At the mouth of the river at Sebago in the Spring, it's East to West unless you want a beating from the rest!
Couldnt make the tournament this year but fished Sunday afternoon with one of my girls. The lake laid out really flat, the sun got hot, and the salmon went crazy for anything bright trolled fast at about 30 feet down. Finished up the day at the cafe with some pizza and beers and it sure felt like fall. The lake was quiet as the visitors have retreated to the cities.
were they all extremely dark, thats the big thing we noticed. thinking they were deeper this summer than usual
Not really, most bright wild females. According to the live gauge from the water station on temps, the water has been pretty cold at 40-50 feet so I’ve been running 35-45 on the riggers the last two weeks and been doing fairly well, although the fish are welcomed, they aren’t they girth like I expect to see coming into the run. I haven’t done well on togue this season at all. Lots and lots of real little ones.
I snagged this one dragging the bottom at 100 feet a week agoAll of the salmon I've got this year have been 100 feet or deeper, a couple close to 200
I got a salmon through the ice a few years ago, ( just happened to be chatting with a warden and a bio when the flag went off) the fish was completely black, it looked like it had been spray painted. It also had big gouges in it, the bio couldn't explain the color but the scars where from where it smashed smelts on the bottom of the ice.

» EXTRACTED MATERIAL:
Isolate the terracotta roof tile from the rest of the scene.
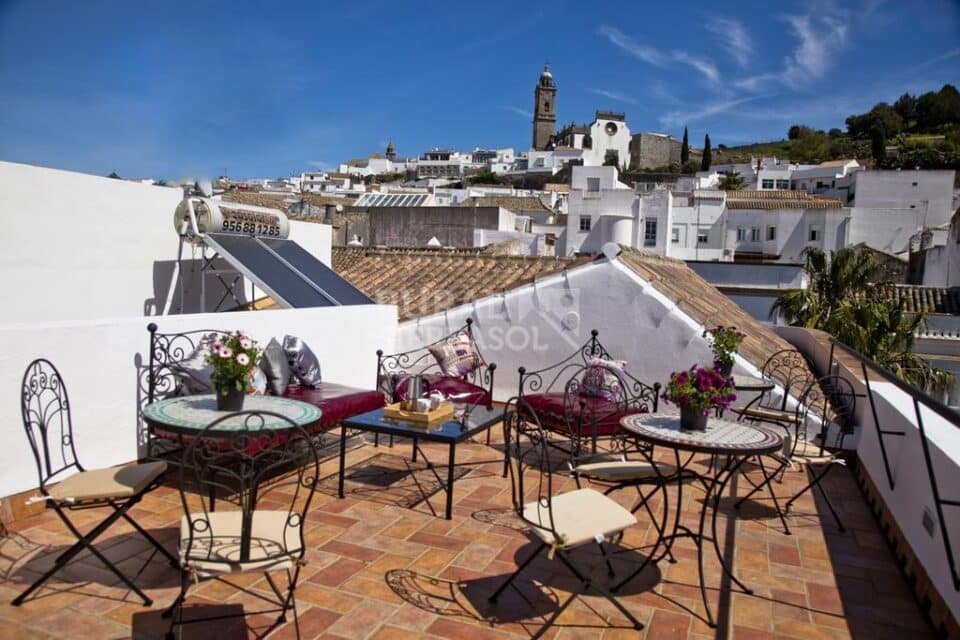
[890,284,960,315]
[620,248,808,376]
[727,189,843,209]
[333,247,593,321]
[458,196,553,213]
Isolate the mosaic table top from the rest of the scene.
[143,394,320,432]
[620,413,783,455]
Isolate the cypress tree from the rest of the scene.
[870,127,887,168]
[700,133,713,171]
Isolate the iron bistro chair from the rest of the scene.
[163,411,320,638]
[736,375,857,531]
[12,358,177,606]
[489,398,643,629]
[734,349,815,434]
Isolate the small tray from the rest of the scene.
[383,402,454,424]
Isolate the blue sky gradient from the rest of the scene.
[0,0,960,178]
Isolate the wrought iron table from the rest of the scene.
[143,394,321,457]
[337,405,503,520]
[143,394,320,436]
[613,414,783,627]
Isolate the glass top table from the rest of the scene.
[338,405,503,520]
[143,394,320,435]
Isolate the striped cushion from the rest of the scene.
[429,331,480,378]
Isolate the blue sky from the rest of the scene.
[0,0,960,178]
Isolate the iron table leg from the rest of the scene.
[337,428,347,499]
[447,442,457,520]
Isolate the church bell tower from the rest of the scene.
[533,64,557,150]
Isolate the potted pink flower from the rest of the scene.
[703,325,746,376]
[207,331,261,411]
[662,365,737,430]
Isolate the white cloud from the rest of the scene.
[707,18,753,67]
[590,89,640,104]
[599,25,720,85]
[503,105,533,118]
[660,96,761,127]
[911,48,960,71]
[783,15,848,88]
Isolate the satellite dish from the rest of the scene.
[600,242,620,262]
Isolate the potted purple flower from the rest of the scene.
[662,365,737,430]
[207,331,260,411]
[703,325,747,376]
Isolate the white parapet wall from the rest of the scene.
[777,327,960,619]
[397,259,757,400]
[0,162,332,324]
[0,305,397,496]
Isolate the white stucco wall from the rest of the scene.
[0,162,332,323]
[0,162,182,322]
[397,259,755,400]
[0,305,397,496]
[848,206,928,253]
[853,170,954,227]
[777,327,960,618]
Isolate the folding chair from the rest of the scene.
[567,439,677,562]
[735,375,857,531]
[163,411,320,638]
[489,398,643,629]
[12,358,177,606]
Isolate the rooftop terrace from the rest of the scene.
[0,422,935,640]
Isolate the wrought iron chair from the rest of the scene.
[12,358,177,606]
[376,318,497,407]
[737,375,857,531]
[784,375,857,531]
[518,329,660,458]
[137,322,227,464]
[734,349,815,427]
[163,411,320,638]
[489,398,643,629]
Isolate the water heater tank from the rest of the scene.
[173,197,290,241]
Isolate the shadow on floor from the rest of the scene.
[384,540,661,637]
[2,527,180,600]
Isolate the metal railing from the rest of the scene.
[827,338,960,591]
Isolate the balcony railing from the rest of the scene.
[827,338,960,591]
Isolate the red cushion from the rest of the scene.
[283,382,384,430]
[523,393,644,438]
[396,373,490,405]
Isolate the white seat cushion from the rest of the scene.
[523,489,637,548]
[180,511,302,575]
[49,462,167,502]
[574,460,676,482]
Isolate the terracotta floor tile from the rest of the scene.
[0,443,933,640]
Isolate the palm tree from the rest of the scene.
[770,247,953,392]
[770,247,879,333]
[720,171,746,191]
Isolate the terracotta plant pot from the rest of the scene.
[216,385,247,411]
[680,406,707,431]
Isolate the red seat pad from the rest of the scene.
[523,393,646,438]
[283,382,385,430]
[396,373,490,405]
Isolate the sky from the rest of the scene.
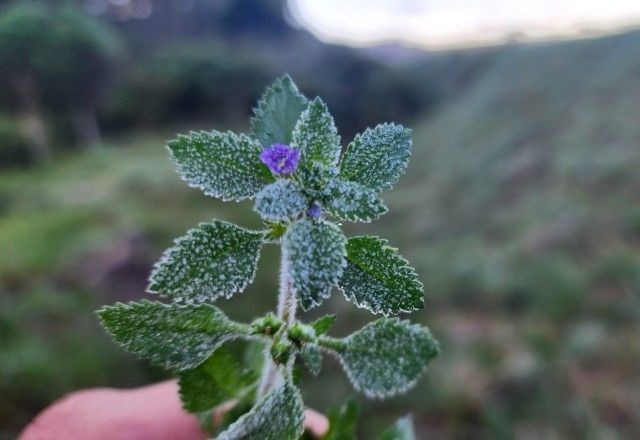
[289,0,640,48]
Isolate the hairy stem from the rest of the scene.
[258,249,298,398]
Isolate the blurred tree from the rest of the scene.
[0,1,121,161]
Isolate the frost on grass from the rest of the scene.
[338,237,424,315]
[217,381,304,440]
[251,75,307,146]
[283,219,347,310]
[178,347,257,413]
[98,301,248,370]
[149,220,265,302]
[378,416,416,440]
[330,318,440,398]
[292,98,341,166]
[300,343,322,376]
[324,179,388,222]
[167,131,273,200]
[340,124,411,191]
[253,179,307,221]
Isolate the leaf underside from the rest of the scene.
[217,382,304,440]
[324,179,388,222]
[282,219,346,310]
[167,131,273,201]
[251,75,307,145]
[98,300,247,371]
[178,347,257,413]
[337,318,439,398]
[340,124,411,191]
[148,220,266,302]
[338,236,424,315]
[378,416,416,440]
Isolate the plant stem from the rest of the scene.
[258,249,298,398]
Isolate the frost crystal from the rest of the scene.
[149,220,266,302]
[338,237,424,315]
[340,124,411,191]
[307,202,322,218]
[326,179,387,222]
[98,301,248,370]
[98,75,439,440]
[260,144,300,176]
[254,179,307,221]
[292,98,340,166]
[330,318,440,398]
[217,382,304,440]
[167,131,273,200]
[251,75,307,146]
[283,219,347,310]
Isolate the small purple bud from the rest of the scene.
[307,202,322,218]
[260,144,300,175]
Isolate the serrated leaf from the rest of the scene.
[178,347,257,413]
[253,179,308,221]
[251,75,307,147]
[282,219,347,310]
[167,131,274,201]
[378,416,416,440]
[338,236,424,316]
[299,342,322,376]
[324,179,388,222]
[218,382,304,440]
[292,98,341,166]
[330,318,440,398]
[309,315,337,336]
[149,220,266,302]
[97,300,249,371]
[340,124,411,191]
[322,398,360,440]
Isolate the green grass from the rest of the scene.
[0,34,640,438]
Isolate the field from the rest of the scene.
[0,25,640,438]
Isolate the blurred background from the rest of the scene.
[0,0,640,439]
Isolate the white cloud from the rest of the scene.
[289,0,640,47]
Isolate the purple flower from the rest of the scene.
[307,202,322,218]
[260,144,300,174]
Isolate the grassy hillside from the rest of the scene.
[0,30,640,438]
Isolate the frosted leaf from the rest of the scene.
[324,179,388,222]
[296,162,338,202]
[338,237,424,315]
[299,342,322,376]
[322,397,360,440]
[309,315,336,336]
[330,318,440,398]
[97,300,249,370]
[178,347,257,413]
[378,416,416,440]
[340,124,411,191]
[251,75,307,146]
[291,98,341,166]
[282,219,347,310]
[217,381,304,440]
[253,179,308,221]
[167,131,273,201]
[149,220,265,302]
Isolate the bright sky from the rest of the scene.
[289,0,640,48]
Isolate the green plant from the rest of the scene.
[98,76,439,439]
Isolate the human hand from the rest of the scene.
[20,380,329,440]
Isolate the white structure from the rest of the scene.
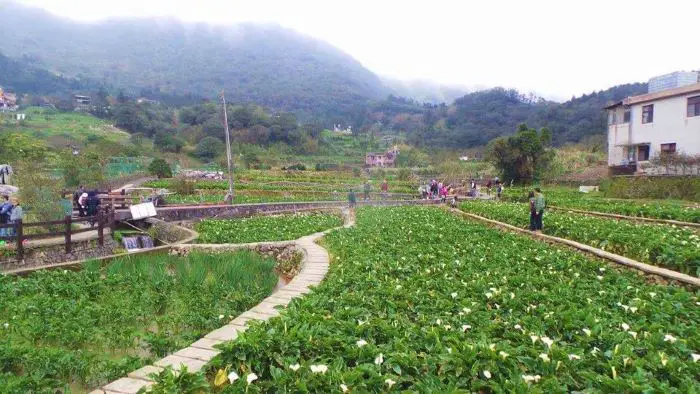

» PROBLEM REQUIREMENTS: Return the words of the fishing thread between "Couldnt make the" and "to the cities.", inclusive. The listing comes from a different source than the fishing thread.

» RESPONSE TO THIS EXERCISE:
Couldnt make the tournament this year but fished Sunday afternoon with one of my girls. The lake laid out really flat, the sun got hot, and the salmon went crazy for anything bright trolled fast at about 30 feet down. Finished up the day at the cafe with some pizza and beers and it sure felt like fall. The lake was quiet as the visitors have retreated to the cities.